= Listed records =
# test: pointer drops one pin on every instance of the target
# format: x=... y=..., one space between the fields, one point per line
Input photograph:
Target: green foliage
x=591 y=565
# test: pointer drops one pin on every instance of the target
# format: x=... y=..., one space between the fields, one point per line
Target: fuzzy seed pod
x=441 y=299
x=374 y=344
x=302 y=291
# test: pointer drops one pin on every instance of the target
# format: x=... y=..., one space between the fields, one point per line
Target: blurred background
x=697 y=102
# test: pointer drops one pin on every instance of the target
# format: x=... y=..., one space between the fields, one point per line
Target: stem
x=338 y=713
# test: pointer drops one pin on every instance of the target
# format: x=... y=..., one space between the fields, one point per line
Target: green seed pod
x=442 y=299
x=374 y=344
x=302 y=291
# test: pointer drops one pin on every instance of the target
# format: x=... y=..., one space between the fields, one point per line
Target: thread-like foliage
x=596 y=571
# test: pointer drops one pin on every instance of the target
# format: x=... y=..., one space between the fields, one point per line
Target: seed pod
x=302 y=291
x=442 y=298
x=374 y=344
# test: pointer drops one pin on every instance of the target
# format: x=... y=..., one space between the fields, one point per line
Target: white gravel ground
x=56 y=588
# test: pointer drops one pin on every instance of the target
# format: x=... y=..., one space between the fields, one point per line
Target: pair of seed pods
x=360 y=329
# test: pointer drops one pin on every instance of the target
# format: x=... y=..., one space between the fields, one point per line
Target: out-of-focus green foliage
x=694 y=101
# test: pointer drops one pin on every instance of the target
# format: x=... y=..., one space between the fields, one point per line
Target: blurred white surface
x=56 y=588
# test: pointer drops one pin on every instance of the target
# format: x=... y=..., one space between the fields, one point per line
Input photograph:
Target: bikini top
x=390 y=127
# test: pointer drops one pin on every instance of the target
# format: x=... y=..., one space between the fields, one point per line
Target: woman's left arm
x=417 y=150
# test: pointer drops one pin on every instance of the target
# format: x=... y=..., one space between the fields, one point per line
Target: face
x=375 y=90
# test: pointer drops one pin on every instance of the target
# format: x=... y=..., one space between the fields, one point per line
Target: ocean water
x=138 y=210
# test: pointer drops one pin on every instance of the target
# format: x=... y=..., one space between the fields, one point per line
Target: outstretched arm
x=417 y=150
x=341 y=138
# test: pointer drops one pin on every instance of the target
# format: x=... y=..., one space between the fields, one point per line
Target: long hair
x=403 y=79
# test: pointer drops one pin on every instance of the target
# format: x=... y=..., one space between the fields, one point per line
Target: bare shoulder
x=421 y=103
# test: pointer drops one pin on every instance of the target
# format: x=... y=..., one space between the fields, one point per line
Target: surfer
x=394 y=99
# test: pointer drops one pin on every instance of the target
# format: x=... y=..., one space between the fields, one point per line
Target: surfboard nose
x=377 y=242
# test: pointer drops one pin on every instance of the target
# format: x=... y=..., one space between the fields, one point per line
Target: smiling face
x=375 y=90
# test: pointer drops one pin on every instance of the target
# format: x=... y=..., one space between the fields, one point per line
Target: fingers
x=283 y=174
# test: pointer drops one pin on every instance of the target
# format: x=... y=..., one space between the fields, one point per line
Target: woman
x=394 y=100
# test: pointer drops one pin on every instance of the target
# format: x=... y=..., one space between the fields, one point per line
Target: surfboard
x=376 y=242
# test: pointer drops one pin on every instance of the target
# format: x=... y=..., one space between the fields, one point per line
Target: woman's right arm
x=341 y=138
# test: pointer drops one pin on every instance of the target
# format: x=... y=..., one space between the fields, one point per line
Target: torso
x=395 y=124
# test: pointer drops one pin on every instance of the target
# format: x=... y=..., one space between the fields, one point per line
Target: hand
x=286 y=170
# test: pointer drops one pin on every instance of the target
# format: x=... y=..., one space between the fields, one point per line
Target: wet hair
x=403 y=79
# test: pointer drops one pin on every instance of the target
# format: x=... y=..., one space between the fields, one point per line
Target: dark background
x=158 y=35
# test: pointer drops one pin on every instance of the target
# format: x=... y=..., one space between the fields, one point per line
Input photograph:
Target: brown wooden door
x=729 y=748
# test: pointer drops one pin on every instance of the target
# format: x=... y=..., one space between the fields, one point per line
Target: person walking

= Aim of the task =
Can you restate every record above word for word?

= The solution =
# test: pointer drops one pin on every instance of the target
# format: x=... y=..., one space between the fields, one point per line
Input photograph:
Target: green foliage
x=591 y=565
# test: pointer drops one pin on every instance of the target
# format: x=... y=..., one space between the fields, one point per line
Target: fuzzy seed pod
x=441 y=299
x=374 y=344
x=302 y=291
# test: pointer drops one pin on every instance of the target
# format: x=... y=..., one space between the fields, one point per line
Target: blurred background
x=697 y=102
# test: pointer drops one pin on every instance of the target
# format: x=... y=..., one space between the fields, one point per line
Target: stem
x=338 y=713
# test: pointer drops one pin on every instance of the target
# format: x=... y=..., one space between the fields, one point per line
Target: green seed pod
x=442 y=299
x=374 y=344
x=302 y=291
# test: pointer drops one pin on every instance of the target
# format: x=... y=..., one space between the fields, one point per line
Target: thread-like foliage
x=596 y=571
# test: pointer drops one pin on every instance of the target
# format: x=... y=..., one space between the fields, one point per line
Target: seed pod
x=302 y=291
x=442 y=298
x=374 y=344
# test: pointer drops one pin on every instance of the target
# format: x=... y=..., one space between the fields, one point per line
Target: white gravel ground
x=56 y=588
# test: pointer drops one pin on every instance of the target
# format: x=... y=..., one space between the fields, one point per line
Target: pair of seed pods
x=360 y=329
# test: pointer drops one pin on every instance of the target
# format: x=... y=..., one space between the fields, one point per line
Target: out-of-focus green foliage
x=694 y=101
# test: pointer drops one pin on every instance of the target
# format: x=... y=..., one space between the fields, one point per line
Target: blurred white surface
x=56 y=588
# test: pointer drops one pin on every instance of the target
# format: x=... y=..., one space between the fields, one point per line
Input photograph:
Target: bikini top
x=390 y=127
# test: pointer drops one pin on every instance of the target
# format: x=... y=..., one space between the fields, one point per line
Target: woman's left arm
x=417 y=150
# test: pointer drops one pin on every instance of the target
# format: x=... y=..., one space between the fields, one point per line
Target: face
x=375 y=90
# test: pointer drops one pin on every instance of the target
# format: x=... y=..., one space between the fields, one point per line
Target: ocean water
x=138 y=210
# test: pointer drops one pin on every instance of the target
# format: x=... y=..., one space between the fields, one point per line
Target: outstretched arm
x=417 y=150
x=341 y=138
# test: pointer drops one pin on every instance of the target
# format: x=... y=..., one space between the fields, one point per line
Target: long hair
x=403 y=79
# test: pointer drops one pin on every instance of the target
# format: x=... y=..., one space between the fields, one point per line
Target: bare shoulder
x=421 y=103
# test: pointer drops one pin on every instance of the target
# format: x=... y=..., one space between the fields, one point per line
Target: surfer
x=394 y=99
# test: pointer drops one pin on every instance of the target
# format: x=... y=..., one space between the fields, one point per line
Target: surfboard nose
x=377 y=242
# test: pointer drops one pin on every instance of the target
# format: x=... y=..., one space between the fields, one point per line
Target: smiling face
x=375 y=90
# test: pointer drops one pin on every instance of the target
# format: x=... y=..., one space between the fields, one point per line
Target: fingers
x=283 y=174
# test: pointer drops one pin on every instance of the target
# format: x=... y=..., one space between the fields, one point per line
Target: woman
x=394 y=100
# test: pointer drops one pin on every instance of the target
# format: x=... y=..., one space between the fields, one point per line
Target: surfboard
x=376 y=242
# test: pointer drops one pin on every instance of the target
# format: x=... y=..., one space between the fields, one point per line
Target: woman's right arm
x=341 y=138
# test: pointer drops one pin on every instance of the target
# format: x=... y=..., one space between the fields, one point per line
Target: torso
x=395 y=124
# test: pointer drops one pin on every instance of the target
# format: x=... y=..., one space between the fields, one point per line
Target: hand
x=286 y=170
# test: pointer drops one pin on every instance of the target
# format: x=... y=..., one space between the fields, one point per line
Target: wet hair
x=403 y=79
# test: pointer drops one pin on every instance of the target
# format: x=... y=..., one space between the fields, one point per line
Target: dark background
x=158 y=35
# test: pointer drops one pin on every instance of the target
# format: x=... y=..., one space between the fields, one point per line
Input photograph:
Target: brown wooden door
x=729 y=748
# test: pointer drops one pin on every instance of the target
# format: x=... y=..., one space between the fields, one point per line
Target: person walking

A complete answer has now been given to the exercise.